**Task description**:
Restate each entry word for word, leaving nothing out.
## start The records
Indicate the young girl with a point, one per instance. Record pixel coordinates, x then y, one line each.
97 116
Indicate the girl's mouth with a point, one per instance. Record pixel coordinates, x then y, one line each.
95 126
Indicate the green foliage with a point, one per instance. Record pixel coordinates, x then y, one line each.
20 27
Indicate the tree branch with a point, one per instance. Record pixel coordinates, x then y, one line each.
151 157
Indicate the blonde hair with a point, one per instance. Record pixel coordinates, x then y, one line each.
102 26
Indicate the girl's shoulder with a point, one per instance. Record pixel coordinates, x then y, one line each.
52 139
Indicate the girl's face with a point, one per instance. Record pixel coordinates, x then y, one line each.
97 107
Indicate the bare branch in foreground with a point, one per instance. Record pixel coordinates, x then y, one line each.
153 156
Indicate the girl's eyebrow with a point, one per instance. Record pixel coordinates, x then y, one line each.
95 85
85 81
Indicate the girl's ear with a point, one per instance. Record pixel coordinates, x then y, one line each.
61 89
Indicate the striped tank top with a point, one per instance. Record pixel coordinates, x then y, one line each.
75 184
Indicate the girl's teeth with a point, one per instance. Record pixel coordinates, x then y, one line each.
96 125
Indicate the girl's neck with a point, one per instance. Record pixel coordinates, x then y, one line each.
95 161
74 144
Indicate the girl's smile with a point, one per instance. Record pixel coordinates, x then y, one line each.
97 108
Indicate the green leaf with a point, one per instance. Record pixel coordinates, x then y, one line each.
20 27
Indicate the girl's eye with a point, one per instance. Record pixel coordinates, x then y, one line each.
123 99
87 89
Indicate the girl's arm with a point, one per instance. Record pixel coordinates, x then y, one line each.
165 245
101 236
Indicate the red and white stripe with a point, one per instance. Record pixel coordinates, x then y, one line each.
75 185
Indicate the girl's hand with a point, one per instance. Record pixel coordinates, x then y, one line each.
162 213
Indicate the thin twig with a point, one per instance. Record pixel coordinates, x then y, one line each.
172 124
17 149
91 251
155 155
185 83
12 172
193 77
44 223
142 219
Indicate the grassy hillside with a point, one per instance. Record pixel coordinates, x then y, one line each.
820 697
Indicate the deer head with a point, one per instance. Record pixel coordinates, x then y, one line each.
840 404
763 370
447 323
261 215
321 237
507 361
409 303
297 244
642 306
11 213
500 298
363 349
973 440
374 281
## end The records
**Solution**:
Indicate the young girl with a point, one per instance. Record pixel coordinates, x then y, one line each.
97 116
Indicate the girl's mouth with a point, one per instance. Record pixel coordinates, x then y, one line each.
95 126
Indicate the green foliage with a point, one per instance. Record pixel coordinates, x then y, one line each.
20 27
Indicate the tree branch with a point, one per instance. Record pixel coordinates, x then y, one line each.
151 157
Indicate the blonde hair with a point, one per instance. Record pixel coordinates, x then y, one line each.
102 26
Indicate the girl's shoulder with a point, one per instance. Record pixel coordinates, x then y, one line each.
52 139
Indicate the girl's face with a point, one per instance. Record pixel coordinates, x then y, one line each.
97 107
Indicate the bare branch in foreground with a point, one per instance. Record pixel coordinates, x then y, one line each.
153 156
Indicate the girl's eyebrow with a point, one per instance. Record pixel coordinates, x then y, one line each.
95 85
85 81
Indicate the girl's ear with a point, one per instance. Record pixel coordinates, x then y, one line each.
61 89
Indicate the striped tank top with a point, one per instance. Record pixel coordinates, x then y, one line each.
75 184
Indicate the girl's teeth with a point, one per instance. Record pixel coordinates, x then y, one line each.
96 125
Indicate the girl's neck with a point, one per instance. Record pixel coordinates, x then y, one line each.
95 161
74 144
Indicate the girl's smile with a point, one per instance. Record pixel coordinates, x then y, one line each.
97 108
Indicate the green leaf with a point, one per instance. Record pixel coordinates, x then y, one line each.
20 27
Indicate the girl's eye with a point, one per instance. Record pixel coordinates, x then y, one line each.
123 99
87 89
Indicate the girl's arm with a point, one per instance. Record pixel coordinates, x then y, one line each.
165 245
101 236
Indicate the red and white stripe with a point, one per instance. Record pixel coordinates, x then y, one line each.
75 185
Indicate the girl's hand with a point, one per instance. Record pixel coordinates, x then y, one line each.
162 213
Indicate the thin twig with a point, one per instance. Record pixel coordinates, x then y, one line each.
172 124
17 149
91 251
155 155
185 83
12 172
193 77
44 223
142 219
Indicate the grassy hillside with a point, one per instance. Record pixel coordinates, x then y, one line each.
820 697
Indicate the deer head with a point, one per instance. Record pixel coordinates, x then y, one line each.
840 404
763 370
447 323
261 215
321 237
507 361
409 303
297 244
642 306
11 213
500 298
363 349
973 440
374 281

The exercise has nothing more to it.